=== Set task ===
Reproduce, character for character, the lines of the items from the line containing "of the fence" through the line containing "[[309, 140]]", with both of those lines included.

Object point labels
--- Start ---
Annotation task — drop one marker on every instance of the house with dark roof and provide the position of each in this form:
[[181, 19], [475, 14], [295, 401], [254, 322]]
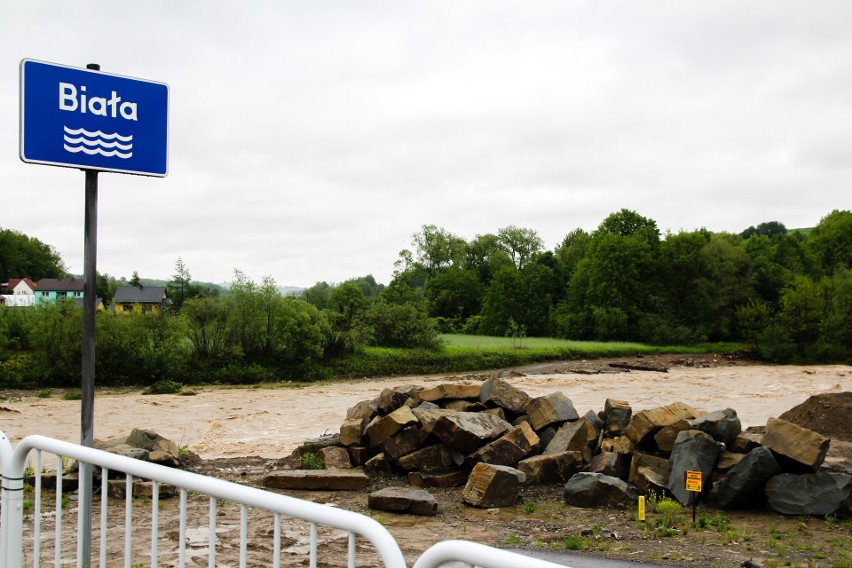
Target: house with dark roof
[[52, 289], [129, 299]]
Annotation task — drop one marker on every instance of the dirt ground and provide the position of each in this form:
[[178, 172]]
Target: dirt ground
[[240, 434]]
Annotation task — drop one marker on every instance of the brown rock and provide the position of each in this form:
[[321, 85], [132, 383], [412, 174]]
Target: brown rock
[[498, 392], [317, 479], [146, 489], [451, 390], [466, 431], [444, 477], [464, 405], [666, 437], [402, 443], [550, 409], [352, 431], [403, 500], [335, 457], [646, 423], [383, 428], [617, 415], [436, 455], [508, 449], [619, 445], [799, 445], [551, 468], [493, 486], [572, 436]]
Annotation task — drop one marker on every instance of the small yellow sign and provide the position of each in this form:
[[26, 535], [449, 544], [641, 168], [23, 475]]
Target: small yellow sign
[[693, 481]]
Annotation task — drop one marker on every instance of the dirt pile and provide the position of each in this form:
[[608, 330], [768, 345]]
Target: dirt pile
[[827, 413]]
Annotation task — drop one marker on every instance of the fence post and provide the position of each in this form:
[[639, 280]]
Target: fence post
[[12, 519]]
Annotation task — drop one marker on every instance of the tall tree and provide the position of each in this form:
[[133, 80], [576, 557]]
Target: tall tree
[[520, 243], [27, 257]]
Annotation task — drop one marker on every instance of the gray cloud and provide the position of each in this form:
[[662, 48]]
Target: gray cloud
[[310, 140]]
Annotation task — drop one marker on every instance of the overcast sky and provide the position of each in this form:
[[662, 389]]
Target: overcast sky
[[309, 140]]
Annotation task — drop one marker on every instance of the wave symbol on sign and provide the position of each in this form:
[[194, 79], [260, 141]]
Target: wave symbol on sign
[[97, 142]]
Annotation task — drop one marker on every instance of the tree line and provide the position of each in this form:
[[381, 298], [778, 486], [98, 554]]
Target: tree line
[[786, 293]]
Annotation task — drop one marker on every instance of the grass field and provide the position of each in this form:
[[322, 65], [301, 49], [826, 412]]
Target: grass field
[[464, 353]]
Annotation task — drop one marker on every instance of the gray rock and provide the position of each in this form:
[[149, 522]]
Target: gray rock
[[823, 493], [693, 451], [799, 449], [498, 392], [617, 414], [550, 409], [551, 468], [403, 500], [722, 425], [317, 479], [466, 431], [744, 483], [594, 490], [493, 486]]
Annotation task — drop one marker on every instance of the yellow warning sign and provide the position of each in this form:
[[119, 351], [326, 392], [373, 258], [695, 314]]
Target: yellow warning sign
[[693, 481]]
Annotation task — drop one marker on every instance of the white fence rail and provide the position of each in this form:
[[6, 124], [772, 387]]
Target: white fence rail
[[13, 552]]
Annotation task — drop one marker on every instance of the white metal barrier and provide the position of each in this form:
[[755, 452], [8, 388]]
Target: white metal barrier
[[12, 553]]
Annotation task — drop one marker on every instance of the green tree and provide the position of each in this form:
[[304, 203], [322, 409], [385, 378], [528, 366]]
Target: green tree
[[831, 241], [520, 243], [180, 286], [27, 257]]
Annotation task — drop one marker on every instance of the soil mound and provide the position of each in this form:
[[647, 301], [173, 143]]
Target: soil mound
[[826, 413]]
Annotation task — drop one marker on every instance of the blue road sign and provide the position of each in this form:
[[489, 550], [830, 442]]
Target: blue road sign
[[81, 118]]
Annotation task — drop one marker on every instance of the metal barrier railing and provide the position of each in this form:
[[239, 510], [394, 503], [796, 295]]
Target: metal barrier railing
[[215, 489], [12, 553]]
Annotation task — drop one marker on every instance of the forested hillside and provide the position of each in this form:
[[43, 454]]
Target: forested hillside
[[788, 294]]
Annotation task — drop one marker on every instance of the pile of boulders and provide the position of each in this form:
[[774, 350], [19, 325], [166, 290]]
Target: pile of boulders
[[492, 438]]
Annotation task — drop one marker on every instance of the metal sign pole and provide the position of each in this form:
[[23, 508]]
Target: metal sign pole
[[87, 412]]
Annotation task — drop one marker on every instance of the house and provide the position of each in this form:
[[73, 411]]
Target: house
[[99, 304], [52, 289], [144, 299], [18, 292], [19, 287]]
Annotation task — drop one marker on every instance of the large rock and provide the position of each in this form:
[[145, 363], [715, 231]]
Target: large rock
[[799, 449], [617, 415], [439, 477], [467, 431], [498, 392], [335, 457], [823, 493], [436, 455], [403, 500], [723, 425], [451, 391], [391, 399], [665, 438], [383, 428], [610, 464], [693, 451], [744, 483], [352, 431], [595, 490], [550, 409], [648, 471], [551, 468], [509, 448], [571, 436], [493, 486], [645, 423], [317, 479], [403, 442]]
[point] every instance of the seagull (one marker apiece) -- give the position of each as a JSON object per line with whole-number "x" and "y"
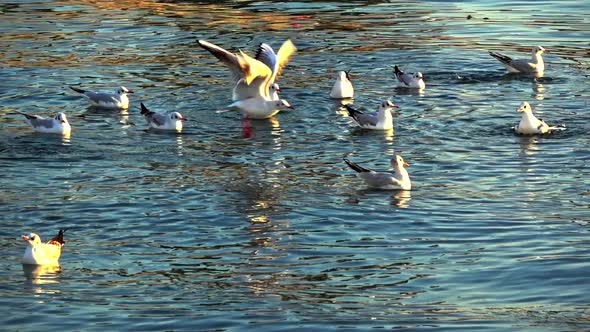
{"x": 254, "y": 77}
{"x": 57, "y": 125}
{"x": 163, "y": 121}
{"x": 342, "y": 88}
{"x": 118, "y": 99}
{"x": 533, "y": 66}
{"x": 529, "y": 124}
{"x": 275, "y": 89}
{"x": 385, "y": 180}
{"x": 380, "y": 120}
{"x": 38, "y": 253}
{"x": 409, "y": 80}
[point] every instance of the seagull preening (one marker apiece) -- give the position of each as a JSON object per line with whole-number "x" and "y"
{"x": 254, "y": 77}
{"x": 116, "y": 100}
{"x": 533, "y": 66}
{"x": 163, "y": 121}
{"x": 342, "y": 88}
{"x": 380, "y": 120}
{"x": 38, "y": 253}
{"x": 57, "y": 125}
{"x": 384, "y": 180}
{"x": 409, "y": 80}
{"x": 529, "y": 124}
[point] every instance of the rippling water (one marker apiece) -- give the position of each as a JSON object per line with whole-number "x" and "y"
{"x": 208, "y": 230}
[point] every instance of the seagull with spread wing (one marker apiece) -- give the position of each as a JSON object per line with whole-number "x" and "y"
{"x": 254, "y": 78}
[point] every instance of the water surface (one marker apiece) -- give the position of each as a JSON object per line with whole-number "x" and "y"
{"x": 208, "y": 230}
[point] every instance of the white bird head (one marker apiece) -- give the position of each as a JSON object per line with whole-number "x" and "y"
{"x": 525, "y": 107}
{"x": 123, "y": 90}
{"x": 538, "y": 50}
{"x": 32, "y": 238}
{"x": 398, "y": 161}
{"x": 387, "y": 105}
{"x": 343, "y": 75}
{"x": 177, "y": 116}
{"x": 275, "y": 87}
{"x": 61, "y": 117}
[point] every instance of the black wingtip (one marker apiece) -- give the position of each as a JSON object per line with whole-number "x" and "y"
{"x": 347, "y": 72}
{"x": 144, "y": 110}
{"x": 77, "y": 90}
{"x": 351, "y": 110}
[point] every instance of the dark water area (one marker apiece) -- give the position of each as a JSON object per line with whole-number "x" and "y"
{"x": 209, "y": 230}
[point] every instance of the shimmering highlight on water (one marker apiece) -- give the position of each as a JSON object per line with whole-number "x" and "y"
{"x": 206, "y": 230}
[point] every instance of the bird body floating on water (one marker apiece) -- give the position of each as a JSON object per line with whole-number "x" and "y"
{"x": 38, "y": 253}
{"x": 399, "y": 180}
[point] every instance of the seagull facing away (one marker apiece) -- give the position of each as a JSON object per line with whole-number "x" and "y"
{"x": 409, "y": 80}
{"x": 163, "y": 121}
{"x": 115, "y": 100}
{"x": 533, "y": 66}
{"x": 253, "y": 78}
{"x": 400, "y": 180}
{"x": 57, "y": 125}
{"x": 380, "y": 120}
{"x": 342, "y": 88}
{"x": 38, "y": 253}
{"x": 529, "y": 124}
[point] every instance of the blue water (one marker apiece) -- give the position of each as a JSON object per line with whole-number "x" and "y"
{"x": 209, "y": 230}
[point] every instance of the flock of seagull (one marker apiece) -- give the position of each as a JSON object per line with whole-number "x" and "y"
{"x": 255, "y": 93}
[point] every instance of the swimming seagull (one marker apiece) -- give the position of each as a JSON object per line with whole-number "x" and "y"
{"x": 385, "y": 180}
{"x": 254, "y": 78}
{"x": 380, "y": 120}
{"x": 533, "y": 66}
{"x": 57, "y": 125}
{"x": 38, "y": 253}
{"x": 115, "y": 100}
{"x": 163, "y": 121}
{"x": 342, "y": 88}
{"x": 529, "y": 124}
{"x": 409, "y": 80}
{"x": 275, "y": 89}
--- End ---
--- Start ---
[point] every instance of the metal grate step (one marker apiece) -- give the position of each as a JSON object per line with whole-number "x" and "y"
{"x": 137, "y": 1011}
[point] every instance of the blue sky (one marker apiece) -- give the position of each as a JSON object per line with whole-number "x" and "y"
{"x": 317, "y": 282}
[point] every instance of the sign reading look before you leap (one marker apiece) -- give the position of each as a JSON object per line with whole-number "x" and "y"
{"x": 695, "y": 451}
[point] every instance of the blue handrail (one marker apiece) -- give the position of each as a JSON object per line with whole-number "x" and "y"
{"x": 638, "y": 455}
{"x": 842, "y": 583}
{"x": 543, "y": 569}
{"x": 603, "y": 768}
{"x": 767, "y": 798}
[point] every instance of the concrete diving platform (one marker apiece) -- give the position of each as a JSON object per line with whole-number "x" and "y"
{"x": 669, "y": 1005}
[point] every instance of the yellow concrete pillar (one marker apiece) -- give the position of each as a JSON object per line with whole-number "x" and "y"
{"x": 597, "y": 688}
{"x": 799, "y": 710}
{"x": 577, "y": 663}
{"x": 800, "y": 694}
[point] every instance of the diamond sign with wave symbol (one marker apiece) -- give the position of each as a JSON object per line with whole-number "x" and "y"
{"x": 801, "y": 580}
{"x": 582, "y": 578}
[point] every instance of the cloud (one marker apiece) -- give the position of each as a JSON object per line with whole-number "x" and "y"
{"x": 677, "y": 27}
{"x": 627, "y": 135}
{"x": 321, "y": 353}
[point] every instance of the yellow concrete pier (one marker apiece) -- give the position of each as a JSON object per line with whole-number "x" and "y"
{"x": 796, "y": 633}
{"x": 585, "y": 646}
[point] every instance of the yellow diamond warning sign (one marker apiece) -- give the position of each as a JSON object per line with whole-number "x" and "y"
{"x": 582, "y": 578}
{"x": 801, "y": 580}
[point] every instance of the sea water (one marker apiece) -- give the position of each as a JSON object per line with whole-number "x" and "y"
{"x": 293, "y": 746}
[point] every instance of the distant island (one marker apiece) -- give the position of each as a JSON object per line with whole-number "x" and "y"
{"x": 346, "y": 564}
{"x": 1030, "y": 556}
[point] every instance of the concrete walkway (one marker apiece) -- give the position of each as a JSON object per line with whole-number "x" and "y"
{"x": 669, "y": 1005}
--- End ---
=== Answer below ===
Annotation task — drop one marker on every instance of the fence post and provide the position of each in this form:
[[639, 280]]
Target: fence post
[[12, 519]]
Annotation task — drop one marker on every instance of the tall tree and provide the position of each in this form:
[[133, 80], [576, 557]]
Target: tall tree
[[520, 243], [27, 257]]
Annotation task — drop one marker on every instance of the gray cloud and provide the position of each in this form:
[[662, 48]]
Target: gray cloud
[[310, 140]]
Annotation task — drop one marker on every instance of the overcast sky and provide the position of each in this form:
[[662, 389]]
Target: overcast sky
[[309, 140]]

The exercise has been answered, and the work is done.